--- BEGIN ---

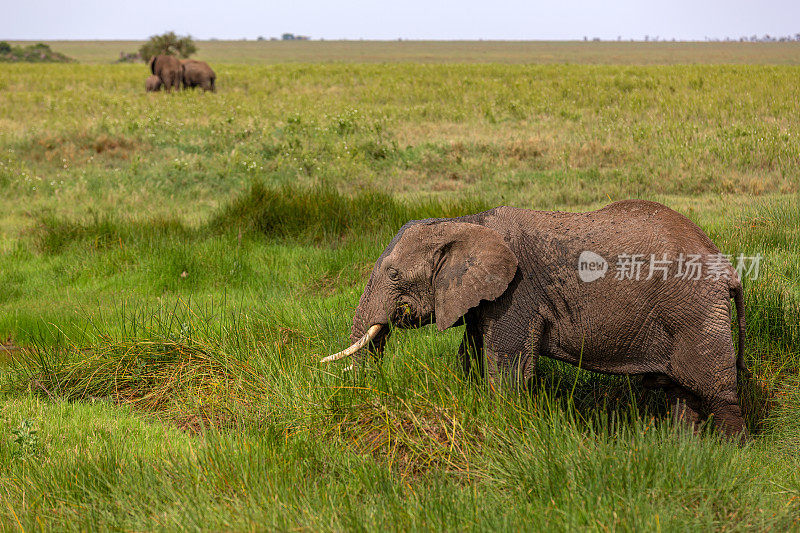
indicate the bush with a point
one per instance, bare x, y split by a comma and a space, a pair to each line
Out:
168, 44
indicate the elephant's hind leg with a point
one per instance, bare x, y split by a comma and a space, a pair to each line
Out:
686, 407
705, 365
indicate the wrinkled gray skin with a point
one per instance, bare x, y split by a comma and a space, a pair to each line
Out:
169, 70
198, 74
511, 275
152, 84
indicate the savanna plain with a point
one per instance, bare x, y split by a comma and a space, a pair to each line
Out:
173, 267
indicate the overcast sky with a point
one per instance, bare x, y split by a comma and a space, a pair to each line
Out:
407, 19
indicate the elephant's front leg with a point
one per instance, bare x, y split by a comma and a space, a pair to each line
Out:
511, 350
470, 353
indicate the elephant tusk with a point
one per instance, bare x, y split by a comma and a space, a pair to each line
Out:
360, 343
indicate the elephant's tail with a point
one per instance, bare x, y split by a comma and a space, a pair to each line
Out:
736, 294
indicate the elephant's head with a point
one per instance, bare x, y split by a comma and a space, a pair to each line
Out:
432, 271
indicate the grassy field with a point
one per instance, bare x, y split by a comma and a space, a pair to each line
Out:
603, 53
172, 266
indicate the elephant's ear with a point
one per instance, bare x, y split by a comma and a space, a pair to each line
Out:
472, 264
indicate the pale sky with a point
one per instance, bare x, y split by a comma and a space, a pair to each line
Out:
407, 19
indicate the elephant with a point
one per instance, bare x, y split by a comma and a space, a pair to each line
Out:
152, 84
537, 283
198, 74
168, 69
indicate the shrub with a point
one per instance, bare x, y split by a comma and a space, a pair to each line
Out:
168, 44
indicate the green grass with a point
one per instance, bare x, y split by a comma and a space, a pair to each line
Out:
173, 267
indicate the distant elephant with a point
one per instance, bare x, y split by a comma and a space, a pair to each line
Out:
532, 283
168, 69
152, 84
198, 74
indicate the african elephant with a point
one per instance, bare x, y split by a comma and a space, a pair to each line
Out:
152, 84
532, 283
198, 74
168, 69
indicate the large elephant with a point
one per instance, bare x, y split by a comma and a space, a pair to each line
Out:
530, 283
168, 69
152, 84
198, 74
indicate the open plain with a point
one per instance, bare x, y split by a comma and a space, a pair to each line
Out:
172, 267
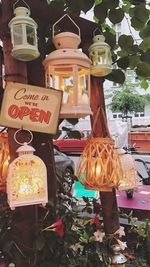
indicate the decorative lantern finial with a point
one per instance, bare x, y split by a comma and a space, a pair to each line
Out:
100, 55
117, 259
68, 69
27, 178
23, 34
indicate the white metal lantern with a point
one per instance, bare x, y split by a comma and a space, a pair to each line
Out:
27, 179
23, 34
68, 69
129, 178
100, 55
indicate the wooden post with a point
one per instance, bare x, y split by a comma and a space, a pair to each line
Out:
108, 199
16, 71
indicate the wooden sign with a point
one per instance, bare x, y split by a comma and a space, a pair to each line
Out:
31, 107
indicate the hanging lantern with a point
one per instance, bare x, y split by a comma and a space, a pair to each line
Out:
4, 160
100, 55
99, 166
27, 178
23, 34
117, 259
68, 69
129, 178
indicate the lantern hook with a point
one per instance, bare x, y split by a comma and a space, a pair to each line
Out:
23, 129
97, 29
14, 5
65, 15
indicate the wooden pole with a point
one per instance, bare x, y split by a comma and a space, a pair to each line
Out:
16, 71
108, 199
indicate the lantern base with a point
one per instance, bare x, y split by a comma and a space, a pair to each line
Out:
100, 71
25, 53
75, 111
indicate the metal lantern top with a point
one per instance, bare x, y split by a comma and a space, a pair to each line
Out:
117, 258
99, 53
23, 34
67, 45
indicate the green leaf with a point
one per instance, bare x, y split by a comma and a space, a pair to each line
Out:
117, 76
136, 23
143, 69
141, 13
145, 44
134, 61
144, 84
123, 62
116, 15
146, 56
100, 12
145, 32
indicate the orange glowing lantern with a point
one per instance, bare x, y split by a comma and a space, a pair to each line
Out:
27, 179
4, 160
99, 166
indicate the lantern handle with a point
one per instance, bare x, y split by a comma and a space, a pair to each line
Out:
97, 29
53, 29
23, 129
18, 2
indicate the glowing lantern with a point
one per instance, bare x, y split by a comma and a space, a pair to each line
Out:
68, 69
129, 178
4, 160
117, 259
99, 166
23, 34
27, 179
100, 55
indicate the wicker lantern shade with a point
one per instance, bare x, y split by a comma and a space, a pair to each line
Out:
4, 160
99, 166
129, 178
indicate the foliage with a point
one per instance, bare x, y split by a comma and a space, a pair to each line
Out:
70, 233
127, 52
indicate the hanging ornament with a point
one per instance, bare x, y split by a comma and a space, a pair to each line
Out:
27, 178
100, 55
129, 179
99, 165
4, 160
23, 34
68, 69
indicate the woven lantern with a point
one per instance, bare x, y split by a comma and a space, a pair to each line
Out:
27, 179
68, 69
129, 178
4, 160
99, 166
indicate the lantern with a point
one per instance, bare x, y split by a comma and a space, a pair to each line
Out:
27, 179
129, 178
68, 69
23, 34
117, 259
100, 55
99, 166
4, 160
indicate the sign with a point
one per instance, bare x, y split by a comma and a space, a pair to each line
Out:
31, 107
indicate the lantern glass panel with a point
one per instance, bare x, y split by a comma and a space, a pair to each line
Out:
83, 87
18, 34
27, 183
30, 35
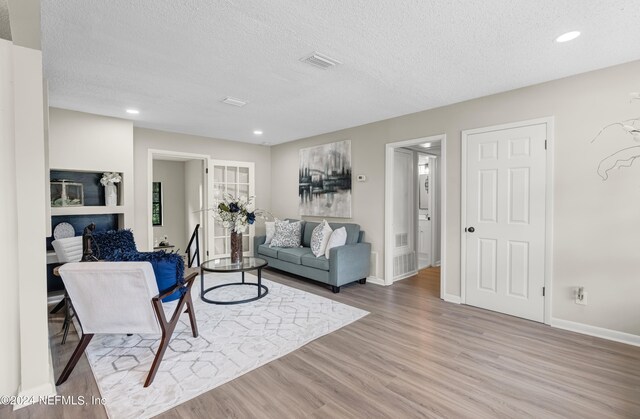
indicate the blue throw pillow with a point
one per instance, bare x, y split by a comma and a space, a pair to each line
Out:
106, 243
167, 267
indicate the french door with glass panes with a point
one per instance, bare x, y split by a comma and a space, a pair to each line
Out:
237, 179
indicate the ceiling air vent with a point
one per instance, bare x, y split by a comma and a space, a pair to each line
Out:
234, 101
319, 60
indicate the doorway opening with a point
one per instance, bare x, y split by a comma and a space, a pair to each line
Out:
404, 252
177, 195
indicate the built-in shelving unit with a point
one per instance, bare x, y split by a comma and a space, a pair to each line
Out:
94, 209
87, 210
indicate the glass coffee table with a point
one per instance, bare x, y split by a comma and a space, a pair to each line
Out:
224, 265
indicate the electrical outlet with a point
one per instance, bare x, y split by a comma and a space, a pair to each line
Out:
582, 302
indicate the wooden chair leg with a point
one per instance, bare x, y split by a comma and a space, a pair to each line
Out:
169, 326
58, 306
75, 357
192, 317
164, 343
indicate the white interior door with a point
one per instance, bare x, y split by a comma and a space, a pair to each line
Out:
404, 214
505, 220
237, 179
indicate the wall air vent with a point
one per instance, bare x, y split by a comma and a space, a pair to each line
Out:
234, 101
320, 61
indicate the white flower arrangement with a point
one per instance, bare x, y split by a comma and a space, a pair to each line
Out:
109, 178
237, 213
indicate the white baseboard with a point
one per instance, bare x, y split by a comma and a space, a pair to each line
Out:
376, 281
599, 332
33, 395
452, 299
405, 276
54, 298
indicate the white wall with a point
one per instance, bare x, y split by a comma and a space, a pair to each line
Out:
24, 355
193, 187
9, 310
174, 219
147, 139
596, 223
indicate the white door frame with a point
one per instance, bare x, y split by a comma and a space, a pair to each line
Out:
388, 206
548, 271
155, 154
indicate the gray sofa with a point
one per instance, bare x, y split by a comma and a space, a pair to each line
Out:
346, 264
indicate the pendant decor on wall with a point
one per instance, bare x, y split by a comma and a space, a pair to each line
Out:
624, 156
325, 180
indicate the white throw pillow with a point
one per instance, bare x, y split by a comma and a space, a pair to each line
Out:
320, 238
287, 234
270, 227
338, 238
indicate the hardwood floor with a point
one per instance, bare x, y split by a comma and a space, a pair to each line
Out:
413, 356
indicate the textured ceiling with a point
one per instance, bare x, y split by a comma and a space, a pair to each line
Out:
175, 60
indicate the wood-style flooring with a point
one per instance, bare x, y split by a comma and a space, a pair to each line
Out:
413, 356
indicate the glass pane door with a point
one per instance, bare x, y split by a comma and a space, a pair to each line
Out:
236, 179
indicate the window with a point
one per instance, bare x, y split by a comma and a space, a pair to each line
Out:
156, 204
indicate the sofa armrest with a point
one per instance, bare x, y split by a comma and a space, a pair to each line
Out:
349, 263
257, 241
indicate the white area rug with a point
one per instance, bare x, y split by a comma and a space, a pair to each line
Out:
232, 341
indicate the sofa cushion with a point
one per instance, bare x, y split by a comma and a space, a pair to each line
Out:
338, 238
294, 254
308, 232
315, 262
353, 231
264, 249
320, 238
270, 229
287, 234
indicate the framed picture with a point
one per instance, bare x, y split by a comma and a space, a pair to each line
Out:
156, 203
324, 184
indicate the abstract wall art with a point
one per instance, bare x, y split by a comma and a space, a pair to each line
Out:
325, 180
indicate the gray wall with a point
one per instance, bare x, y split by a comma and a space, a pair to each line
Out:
596, 228
147, 139
171, 174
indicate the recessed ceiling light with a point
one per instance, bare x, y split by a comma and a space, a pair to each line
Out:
569, 36
234, 101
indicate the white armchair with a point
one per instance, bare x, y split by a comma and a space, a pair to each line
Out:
122, 298
67, 250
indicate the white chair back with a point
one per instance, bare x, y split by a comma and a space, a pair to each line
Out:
69, 249
112, 297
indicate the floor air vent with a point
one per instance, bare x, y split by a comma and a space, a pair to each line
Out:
320, 61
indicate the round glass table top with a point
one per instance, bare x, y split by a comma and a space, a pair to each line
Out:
225, 265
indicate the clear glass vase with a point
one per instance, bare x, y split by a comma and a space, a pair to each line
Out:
110, 195
236, 247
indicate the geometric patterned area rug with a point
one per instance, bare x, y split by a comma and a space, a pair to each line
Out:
233, 340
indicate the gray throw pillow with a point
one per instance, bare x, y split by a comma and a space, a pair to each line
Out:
319, 238
286, 235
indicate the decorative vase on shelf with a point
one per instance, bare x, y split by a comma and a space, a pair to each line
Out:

--- END ---

Aim:
Each line from the one containing "indicate the sofa cushion with a point" through the end of the entries, both included, is to be returned exactly, with no other lines.

Solution to this exercise:
indicate the sofa cushion with a point
one per instance, bare x, y split by a comma and a space, a pair to each line
Out:
338, 238
294, 254
308, 232
315, 262
353, 231
264, 249
320, 238
270, 229
287, 234
indicate the framed picture with a point
one per instance, bare x, y split by a comma and a space, a pair to each line
Out:
156, 203
324, 184
indicate the abstract wall art with a point
one per instance, bare x, y split by a comma and a space, a pair to each line
Out:
325, 180
indicate the gray wall with a point
one per instance, bare x, y split by a comma and a space, a pair to each line
Out:
596, 228
147, 139
171, 174
indicate the recessed ceiling light with a point
one per instance, bare x, y split by a comma and a space, a pair to each line
Out:
569, 36
234, 101
indicate the white armchair with a point
one per instance, bare x, y split by a comma and a space, a pair to each line
Out:
122, 298
67, 250
indicate the white chair back with a point
one per instance, bare x, y split by a comma and a space, a pair to each line
Out:
69, 249
112, 297
indicate the floor air vent with a point
one per instance, bare x, y split by a comma and a space, a pair to each line
Out:
320, 61
indicate the round glass table top with a point
one per instance, bare x, y split by a comma and a space, a pair to each line
Out:
225, 265
indicate the clear glass vase with a point
one per instance, bare x, y split by a comma and a space, a pair to each line
Out:
110, 195
236, 247
indicate the geometric patterned area rug with a point
one per instance, bare x, y split by a comma and a space, a pair to each line
Out:
233, 340
indicate the gray throw pillow with a point
one per instance, bare x, y split by a comma and a space, a pair to each line
Out:
319, 238
286, 235
indicate the decorative vase on shelf with a point
one per instance, bare x, y split by a comma and a space, a pair to each line
Out:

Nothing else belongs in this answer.